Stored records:
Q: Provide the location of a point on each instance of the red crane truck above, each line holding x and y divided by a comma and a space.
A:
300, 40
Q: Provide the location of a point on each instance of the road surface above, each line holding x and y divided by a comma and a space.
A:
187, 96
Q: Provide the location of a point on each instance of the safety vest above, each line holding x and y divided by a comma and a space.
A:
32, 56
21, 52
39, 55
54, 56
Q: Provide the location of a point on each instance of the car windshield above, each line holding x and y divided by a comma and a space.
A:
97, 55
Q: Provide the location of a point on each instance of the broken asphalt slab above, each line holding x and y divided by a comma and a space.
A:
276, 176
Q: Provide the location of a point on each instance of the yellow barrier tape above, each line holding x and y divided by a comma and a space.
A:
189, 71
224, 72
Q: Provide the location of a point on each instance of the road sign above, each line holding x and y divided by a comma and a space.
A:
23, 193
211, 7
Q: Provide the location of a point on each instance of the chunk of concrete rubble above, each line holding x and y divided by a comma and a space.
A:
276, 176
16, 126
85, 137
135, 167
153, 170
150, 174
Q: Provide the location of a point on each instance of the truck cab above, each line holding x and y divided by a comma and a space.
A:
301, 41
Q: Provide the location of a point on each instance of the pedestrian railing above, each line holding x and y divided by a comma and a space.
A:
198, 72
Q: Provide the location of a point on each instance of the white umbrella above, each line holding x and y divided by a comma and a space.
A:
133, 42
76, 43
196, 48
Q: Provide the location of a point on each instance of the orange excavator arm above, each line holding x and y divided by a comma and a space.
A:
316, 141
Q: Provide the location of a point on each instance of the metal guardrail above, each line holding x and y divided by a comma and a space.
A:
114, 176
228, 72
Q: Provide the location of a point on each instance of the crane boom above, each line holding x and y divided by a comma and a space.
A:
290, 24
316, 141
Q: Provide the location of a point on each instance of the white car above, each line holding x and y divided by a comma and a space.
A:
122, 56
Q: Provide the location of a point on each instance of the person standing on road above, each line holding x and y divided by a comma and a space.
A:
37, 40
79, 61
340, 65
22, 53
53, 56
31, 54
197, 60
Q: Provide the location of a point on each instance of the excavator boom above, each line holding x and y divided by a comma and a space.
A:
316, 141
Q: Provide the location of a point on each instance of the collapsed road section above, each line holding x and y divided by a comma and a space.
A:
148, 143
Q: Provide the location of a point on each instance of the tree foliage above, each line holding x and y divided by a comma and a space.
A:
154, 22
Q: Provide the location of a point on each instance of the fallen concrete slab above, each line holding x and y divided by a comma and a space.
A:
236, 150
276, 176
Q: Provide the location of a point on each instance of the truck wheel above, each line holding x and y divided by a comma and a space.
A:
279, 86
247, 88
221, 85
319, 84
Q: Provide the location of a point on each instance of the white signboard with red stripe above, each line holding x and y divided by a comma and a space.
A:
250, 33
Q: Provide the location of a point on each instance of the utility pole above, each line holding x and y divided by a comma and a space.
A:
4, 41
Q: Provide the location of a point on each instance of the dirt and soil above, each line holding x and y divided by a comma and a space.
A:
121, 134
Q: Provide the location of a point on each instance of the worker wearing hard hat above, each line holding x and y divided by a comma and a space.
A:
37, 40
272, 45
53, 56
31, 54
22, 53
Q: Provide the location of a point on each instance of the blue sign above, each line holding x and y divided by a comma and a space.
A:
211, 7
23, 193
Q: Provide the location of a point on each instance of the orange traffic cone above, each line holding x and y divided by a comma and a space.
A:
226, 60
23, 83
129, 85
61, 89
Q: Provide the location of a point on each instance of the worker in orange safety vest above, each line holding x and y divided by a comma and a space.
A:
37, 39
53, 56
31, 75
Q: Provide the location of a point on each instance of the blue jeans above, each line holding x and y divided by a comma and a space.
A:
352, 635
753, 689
...
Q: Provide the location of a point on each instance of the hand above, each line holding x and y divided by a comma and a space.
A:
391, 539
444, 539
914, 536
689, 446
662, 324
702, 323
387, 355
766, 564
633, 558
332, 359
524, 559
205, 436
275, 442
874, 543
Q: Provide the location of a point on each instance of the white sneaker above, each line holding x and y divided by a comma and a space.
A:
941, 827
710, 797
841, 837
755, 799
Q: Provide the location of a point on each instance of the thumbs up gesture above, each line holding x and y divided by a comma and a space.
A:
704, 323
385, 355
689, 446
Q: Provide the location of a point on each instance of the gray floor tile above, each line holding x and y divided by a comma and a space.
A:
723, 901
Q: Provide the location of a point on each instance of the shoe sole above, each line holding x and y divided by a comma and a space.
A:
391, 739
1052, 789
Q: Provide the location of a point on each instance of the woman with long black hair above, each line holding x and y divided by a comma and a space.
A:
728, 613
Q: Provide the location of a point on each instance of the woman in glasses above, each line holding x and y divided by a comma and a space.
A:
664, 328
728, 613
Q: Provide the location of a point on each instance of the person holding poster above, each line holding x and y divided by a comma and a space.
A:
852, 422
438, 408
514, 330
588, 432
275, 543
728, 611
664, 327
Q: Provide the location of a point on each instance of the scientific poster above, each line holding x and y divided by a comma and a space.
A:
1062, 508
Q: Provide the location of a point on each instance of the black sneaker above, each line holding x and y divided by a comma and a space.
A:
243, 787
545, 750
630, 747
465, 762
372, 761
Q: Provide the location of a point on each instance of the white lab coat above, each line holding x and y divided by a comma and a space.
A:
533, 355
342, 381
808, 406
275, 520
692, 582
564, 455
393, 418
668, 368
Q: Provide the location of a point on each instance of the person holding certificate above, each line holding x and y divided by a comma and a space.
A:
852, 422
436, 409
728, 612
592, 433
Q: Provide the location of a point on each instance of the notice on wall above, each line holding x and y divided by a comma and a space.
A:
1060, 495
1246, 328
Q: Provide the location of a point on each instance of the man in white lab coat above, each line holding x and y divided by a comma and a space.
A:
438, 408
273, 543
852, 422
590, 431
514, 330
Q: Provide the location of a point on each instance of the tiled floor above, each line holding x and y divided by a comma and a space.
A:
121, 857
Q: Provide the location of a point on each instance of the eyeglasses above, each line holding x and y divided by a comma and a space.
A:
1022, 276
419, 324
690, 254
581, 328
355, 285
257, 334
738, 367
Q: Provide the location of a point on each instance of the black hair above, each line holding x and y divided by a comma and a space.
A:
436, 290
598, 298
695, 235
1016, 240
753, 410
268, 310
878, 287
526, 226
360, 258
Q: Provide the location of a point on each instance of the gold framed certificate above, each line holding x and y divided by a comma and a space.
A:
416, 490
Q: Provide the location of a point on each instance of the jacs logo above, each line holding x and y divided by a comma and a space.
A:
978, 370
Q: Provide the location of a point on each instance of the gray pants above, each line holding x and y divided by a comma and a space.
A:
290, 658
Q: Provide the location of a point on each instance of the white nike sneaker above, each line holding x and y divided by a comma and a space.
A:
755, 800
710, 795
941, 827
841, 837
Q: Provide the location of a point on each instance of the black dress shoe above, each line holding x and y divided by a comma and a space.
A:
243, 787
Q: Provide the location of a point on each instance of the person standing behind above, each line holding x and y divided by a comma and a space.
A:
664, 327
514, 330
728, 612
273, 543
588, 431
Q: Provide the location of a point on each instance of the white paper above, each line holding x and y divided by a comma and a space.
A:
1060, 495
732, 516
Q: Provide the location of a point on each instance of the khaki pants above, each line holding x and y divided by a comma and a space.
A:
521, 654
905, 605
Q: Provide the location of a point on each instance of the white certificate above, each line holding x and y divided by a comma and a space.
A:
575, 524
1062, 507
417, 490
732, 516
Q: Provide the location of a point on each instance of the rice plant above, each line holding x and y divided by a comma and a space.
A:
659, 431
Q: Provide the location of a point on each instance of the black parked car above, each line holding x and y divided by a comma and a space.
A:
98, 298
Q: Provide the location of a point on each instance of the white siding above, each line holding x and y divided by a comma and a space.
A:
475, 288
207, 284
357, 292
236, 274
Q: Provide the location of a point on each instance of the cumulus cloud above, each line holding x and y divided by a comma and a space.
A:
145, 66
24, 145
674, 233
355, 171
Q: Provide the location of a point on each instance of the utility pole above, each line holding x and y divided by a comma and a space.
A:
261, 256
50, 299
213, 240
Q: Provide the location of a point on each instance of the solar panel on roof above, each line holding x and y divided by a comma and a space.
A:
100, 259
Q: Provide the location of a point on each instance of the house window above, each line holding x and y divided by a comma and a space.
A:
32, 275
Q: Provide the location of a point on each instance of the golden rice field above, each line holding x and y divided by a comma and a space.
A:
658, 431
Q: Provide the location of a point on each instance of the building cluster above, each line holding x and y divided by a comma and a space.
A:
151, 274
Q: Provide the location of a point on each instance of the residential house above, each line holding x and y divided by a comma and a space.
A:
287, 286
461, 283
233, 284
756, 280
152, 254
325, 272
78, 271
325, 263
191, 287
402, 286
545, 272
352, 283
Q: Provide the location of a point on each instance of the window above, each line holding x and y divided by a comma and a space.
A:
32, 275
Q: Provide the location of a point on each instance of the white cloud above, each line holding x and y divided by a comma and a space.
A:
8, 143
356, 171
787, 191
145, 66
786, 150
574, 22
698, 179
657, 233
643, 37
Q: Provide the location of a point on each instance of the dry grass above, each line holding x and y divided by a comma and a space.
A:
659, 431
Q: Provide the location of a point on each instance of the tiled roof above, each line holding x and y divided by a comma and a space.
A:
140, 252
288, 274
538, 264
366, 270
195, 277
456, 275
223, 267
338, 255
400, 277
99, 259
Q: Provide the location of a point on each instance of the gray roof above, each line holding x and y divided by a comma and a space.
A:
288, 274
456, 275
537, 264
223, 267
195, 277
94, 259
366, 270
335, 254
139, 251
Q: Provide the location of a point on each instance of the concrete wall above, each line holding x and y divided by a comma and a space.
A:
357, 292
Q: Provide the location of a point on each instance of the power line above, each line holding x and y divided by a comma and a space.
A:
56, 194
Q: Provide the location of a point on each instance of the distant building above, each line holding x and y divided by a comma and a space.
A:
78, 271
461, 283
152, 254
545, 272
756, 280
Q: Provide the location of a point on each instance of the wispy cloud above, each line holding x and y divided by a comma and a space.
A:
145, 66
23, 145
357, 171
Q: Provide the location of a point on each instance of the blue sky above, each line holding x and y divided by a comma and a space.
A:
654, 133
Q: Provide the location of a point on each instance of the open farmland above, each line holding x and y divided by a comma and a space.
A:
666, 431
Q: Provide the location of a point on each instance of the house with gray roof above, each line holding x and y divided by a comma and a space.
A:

▶ [GOAL OF THE EXERCISE]
Which lines in the items above contain the word "coat", matching case? Copy each of those lines.

▶ [FINAL RESULT]
Q: Provide the location of a point on each instance of the white lab coat above, each line holding x and y divided by a comma and a space.
Q: Provide the location of a point on each instance of the man in white lab coat above, each line holding x and y divided by a comma and a space.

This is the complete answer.